# Written request
Which lines run from the one containing "Find the man's hand" to the end of the entries? Quote them exactly, and nothing else.

--- BEGIN ---

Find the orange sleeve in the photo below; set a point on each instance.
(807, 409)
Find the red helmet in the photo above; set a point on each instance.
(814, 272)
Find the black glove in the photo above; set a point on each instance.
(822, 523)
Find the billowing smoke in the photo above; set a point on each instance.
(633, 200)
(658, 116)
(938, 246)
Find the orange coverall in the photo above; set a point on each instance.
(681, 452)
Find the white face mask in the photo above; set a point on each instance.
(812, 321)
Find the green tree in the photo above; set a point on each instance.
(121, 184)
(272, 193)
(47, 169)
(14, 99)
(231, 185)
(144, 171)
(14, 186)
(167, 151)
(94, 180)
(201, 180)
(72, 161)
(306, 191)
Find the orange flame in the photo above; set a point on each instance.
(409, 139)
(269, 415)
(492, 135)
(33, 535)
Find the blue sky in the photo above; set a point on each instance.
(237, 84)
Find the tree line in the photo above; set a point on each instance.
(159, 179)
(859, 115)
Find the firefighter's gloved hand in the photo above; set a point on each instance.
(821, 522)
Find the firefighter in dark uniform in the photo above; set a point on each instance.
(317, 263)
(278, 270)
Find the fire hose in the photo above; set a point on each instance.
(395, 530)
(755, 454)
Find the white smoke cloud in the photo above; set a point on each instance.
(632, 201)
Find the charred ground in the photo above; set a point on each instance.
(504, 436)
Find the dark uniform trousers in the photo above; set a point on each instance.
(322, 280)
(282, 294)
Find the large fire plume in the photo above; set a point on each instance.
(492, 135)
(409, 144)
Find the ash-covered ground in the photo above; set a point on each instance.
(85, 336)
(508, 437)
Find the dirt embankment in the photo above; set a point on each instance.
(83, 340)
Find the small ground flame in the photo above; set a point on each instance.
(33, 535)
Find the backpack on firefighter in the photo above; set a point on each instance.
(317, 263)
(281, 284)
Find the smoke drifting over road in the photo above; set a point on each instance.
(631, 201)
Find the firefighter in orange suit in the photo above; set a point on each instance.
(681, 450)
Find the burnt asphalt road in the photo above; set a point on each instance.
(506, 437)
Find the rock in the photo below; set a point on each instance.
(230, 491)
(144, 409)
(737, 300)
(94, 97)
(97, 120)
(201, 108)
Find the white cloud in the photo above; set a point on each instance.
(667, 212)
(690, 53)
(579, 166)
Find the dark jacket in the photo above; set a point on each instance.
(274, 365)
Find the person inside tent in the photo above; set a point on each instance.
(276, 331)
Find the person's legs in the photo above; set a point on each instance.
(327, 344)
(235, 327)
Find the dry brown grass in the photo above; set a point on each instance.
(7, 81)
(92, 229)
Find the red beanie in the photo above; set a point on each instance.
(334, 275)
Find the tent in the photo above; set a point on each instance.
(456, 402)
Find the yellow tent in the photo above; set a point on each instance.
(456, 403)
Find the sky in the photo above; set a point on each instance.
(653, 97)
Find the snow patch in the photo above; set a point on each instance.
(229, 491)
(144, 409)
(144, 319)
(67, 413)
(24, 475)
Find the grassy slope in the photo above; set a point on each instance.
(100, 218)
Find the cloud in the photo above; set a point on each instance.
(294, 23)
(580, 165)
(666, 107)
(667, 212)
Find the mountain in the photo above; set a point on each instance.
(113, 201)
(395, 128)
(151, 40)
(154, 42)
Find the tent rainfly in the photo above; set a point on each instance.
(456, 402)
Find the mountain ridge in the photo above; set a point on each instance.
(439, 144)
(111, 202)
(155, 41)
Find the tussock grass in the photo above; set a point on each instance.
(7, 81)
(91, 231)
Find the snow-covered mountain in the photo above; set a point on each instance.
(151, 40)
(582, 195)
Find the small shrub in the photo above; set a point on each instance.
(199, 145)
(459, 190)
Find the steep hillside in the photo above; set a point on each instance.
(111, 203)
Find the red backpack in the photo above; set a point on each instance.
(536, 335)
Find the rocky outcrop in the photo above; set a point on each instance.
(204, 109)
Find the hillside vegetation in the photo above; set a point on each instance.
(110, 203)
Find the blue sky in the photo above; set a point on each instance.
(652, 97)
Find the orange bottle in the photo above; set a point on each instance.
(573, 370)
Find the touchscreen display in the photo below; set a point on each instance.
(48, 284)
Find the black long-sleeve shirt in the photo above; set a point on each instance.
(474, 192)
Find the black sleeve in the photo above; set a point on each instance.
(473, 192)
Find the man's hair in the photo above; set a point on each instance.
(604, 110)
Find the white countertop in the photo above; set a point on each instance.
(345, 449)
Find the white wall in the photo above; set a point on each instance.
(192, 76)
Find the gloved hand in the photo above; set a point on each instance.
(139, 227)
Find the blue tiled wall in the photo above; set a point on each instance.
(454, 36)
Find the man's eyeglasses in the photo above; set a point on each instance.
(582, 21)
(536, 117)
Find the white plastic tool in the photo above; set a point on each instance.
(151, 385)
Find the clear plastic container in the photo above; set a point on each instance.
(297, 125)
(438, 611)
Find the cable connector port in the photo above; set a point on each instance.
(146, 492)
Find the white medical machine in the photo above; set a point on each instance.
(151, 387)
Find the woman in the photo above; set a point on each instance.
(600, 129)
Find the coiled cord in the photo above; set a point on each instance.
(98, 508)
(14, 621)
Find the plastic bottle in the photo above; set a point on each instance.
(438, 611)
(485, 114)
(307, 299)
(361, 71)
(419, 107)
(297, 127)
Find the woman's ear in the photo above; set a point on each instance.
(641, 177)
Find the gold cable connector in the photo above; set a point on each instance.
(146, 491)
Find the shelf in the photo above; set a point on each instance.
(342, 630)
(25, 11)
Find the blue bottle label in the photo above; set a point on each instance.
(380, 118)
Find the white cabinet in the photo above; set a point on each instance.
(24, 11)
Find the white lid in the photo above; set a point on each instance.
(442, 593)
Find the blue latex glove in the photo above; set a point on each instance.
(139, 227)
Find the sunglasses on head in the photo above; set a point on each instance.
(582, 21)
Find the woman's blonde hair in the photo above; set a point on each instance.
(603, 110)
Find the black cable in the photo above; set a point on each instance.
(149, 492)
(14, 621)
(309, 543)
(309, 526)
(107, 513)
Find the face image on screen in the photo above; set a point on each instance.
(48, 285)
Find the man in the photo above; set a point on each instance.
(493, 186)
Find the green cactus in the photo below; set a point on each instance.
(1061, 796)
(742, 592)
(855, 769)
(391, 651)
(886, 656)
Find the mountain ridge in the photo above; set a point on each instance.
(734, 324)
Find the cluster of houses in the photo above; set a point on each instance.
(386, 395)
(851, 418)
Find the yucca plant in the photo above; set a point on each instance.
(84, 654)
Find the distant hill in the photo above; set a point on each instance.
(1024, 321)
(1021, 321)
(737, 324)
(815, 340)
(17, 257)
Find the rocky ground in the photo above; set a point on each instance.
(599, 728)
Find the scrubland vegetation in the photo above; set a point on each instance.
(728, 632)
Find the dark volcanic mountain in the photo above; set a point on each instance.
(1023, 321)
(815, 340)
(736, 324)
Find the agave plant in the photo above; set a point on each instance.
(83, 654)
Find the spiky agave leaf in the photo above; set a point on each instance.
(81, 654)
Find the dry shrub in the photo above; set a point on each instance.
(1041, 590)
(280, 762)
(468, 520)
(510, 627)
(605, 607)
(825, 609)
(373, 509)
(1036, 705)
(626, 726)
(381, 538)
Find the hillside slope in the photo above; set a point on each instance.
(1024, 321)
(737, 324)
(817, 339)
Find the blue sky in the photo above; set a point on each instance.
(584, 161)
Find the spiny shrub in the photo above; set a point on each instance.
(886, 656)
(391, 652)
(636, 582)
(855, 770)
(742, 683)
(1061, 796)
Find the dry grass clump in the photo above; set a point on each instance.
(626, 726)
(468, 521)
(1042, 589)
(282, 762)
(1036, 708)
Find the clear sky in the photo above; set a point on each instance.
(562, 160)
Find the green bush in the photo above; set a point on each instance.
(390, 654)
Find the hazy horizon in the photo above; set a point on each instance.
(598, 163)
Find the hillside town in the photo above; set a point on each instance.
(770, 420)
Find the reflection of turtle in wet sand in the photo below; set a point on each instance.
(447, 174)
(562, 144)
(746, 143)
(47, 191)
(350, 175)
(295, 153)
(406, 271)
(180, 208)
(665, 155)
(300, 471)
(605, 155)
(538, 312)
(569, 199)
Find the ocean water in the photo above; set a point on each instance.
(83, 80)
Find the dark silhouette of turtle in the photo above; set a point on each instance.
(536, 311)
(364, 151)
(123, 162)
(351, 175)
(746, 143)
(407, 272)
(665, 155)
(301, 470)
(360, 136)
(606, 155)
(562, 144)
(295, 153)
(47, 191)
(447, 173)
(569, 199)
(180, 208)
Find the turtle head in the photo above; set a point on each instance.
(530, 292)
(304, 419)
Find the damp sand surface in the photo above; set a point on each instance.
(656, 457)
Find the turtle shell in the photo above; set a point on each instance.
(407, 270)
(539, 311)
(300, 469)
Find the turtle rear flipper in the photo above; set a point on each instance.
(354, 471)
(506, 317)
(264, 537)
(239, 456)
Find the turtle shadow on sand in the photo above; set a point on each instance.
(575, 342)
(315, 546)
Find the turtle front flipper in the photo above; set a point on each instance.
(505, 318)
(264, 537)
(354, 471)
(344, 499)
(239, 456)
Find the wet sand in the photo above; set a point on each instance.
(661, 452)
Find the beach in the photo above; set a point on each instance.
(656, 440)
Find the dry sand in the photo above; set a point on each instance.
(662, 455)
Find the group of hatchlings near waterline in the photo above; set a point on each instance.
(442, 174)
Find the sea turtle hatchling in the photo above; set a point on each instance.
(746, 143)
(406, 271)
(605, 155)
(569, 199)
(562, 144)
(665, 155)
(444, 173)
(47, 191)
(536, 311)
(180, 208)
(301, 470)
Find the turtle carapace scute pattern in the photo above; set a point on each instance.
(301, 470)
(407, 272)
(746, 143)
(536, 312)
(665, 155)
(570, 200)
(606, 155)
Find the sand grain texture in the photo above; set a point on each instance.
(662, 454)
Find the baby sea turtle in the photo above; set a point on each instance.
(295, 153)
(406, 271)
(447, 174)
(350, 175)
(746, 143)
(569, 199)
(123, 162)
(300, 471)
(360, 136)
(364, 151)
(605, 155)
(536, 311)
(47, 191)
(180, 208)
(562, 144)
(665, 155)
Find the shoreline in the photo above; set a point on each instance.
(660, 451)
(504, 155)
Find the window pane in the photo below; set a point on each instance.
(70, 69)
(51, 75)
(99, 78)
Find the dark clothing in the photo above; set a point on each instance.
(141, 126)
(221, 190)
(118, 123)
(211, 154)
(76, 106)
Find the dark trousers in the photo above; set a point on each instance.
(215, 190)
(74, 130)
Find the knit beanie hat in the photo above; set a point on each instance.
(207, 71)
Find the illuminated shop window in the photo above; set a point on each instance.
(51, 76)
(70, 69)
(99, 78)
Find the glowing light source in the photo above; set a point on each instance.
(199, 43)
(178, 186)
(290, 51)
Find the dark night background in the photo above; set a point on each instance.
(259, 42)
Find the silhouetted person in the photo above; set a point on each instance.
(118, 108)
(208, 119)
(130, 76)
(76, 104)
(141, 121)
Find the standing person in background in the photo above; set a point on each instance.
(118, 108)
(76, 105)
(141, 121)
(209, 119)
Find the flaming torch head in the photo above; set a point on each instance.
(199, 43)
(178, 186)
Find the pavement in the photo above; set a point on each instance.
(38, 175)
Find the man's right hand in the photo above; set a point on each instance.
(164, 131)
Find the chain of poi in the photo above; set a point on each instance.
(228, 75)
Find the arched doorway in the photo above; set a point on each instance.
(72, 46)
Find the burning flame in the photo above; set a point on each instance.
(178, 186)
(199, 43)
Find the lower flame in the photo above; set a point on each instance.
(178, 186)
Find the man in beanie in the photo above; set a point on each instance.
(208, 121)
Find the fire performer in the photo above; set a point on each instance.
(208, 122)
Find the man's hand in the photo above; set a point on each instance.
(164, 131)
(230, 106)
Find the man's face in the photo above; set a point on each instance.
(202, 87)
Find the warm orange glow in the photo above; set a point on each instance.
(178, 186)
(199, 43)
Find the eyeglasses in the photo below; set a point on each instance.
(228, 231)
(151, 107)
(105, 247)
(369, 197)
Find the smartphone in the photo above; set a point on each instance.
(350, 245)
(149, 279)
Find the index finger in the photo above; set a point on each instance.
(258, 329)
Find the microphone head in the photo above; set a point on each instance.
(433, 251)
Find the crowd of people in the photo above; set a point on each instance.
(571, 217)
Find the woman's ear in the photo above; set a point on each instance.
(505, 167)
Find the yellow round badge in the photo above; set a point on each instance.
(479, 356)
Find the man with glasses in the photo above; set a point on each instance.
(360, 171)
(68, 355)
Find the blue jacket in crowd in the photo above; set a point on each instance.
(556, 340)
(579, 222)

--- END ---

# Solution to this task
Find the man's hand in the photo above; set a point on each instance.
(164, 131)
(230, 106)
Find the man's face in the photo above; set a point on each instance.
(202, 87)
Find the warm orange glow in the photo above; set a point on each instance.
(178, 186)
(199, 43)
Find the eyeglasses in the photo below; set a point on each instance.
(228, 231)
(151, 107)
(105, 247)
(369, 197)
Find the smartphone in the photo above; set a point on each instance.
(350, 245)
(149, 279)
Find the index finger in the photo above; set a point on each instance.
(258, 329)
Find the microphone head in the photo above; set a point on each instance.
(433, 251)
Find the crowd of people in the photo above; set a point on each instance.
(571, 217)
Find the woman's ear in the photo above; set a point on each instance.
(505, 167)
Find the yellow round badge in the photo above; set a point on each instance.
(479, 356)
Find the man with glasses in the photo above; set a point on each instance.
(360, 171)
(68, 355)
Find the blue jacket in crowd in the photo above; set a point on each instance.
(556, 340)
(579, 222)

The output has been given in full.